LEESTEKST:
Nitraat in grondwater is voor het belangrijkste deel afkomstig uit mest. De intensiteit van bemesting en de samenstelling van de bodem bepalen in sterke mate het nitraatgehalte in het grondwater. Vooral de zandgronden, waar het grondwater niet wordt beschermd door een relatief slecht doorlatende klei- of veenlaag, laten nitraat gemakkelijk doorsijpelen. In ons land kan het nitraatgehalte in grondwater dat gebruikt wordt voor de bereiding van drinkwater, variëren van enkele mg/l tot 60 mg/l. Ook in oppervlaktewater kan nitraat voorkomen door het lozen van huishoudelijk afvalwater en uitspoeling van nitraat in de bodem naar oppervlaktewater. De nitraatconcentraties in oppervlaktewater zijn over het algemeen echter veel lager dan die in grondwater. Globaal gesproken variëren deze van 3 tot 5 mg/l.

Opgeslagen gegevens
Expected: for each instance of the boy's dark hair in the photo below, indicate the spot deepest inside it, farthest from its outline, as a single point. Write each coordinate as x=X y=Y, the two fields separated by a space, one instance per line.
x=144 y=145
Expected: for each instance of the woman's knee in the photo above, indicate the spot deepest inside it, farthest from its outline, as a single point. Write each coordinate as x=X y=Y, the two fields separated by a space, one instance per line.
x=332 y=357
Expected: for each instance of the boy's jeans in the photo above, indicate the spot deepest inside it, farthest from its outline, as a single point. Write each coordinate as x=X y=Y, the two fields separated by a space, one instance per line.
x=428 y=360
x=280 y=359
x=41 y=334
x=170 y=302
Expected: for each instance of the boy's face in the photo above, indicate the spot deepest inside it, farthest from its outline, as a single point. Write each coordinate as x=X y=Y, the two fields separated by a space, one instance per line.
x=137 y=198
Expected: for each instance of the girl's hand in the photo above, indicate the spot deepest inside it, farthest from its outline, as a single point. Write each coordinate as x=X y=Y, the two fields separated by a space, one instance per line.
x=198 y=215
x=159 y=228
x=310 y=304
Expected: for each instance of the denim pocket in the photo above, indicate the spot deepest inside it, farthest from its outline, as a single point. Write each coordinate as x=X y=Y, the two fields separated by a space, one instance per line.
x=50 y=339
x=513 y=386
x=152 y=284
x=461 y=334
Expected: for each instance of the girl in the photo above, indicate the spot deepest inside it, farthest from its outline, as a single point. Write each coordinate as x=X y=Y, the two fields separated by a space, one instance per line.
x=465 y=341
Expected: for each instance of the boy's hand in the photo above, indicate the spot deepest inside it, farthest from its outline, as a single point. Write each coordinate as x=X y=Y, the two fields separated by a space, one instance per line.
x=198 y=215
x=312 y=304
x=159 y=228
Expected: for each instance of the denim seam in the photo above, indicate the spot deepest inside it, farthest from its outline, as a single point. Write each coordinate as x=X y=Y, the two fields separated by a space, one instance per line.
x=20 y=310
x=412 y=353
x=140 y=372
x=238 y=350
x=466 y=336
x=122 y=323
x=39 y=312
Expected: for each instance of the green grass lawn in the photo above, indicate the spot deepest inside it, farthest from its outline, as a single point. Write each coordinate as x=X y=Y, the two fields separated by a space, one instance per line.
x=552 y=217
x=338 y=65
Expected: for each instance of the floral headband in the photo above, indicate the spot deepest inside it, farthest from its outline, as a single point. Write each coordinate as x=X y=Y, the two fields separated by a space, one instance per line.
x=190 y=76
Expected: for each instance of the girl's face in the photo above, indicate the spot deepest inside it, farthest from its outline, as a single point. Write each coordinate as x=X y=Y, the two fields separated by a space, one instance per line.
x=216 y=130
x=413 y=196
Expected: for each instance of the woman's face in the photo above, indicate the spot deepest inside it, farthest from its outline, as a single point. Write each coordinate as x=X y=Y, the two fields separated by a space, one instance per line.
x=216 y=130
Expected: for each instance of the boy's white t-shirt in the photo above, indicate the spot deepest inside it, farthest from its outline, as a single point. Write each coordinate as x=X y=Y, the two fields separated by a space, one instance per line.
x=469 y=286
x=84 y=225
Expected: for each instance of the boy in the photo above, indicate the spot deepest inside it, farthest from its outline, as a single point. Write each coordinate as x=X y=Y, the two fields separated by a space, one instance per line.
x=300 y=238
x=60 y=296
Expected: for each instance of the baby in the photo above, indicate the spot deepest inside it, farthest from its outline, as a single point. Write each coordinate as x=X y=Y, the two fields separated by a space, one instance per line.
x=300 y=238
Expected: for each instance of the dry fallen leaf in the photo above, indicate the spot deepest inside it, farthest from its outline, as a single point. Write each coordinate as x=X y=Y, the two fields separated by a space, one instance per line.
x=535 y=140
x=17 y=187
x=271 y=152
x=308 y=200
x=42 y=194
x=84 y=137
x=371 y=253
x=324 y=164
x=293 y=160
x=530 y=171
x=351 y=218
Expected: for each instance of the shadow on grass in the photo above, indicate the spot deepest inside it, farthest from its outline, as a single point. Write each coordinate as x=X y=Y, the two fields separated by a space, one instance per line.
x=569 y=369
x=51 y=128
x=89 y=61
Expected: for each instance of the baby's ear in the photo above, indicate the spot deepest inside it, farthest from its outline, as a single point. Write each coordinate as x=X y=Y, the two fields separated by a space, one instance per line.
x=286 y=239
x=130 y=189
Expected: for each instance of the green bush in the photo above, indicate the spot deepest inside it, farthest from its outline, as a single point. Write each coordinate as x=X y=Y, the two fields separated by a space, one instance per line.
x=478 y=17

OPDRACHT 1: Kopieer uit de tekst over nitraat alles vanaf "Nitraat in grondwater" tot en met "tot 5 mg/l.".
OPDRACHT 2: Pak de tekst over nitraat op na de laatste zin en schrijf hem verder.

UITWERKING 1:
Nitraat in grondwater is voor het belangrijkste deel afkomstig uit mest. De intensiteit van bemesting en de samenstelling van de bodem bepalen in sterke mate het nitraatgehalte in het grondwater. Vooral de zandgronden, waar het grondwater niet wordt beschermd door een relatief slecht doorlatende klei- of veenlaag, laten nitraat gemakkelijk doorsijpelen. In ons land kan het nitraatgehalte in grondwater dat gebruikt wordt voor de bereiding van drinkwater, variëren van enkele mg/l tot 60 mg/l. Ook in oppervlaktewater kan nitraat voorkomen door het lozen van huishoudelijk afvalwater en uitspoeling van nitraat in de bodem naar oppervlaktewater. De nitraatconcentraties in oppervlaktewater zijn over het algemeen echter veel lager dan die in grondwater. Globaal gesproken variëren deze van 3 tot 5 mg/l.

UITWERKING 2:
De belangrijkste bronnen voor nitraat zijn bladgroenten en drinkwater. In ons land levert drinkwater voor volwassenen een beperkte bijdrage aan de totale nitraatopname. Dit is gemiddeld naar schatting 4%. Voor flesgevoede zuigelingen ligt dat anders. Voor hen is drinkwater de enige bron van de totale nitraatopname.
Nitraat is op zichzelf vrij onschuldig. De gezondheidskundige betekenis van nitraat in drinkwater en voeding (vooral bladgroenten) wordt bepaald doordat onder normale omstandigheden bij volwassenen circa 5% van de totale hoeveelheid opgenomen nitraat in de speekselklieren wordt omgezet in het giftige nitriet. Als nitriet in de bloedbaan terechtkomt, veroorzaakt het een ontregeling van het zuurstoftransport in het lichaam. Nitriet belemmert namelijk de opname van zuurstof. Het gevolg hiervan kan in extreme gevallen blauwzucht zijn: een blauwe gelaatskleur met hersenletsel of verstikking als resultaat.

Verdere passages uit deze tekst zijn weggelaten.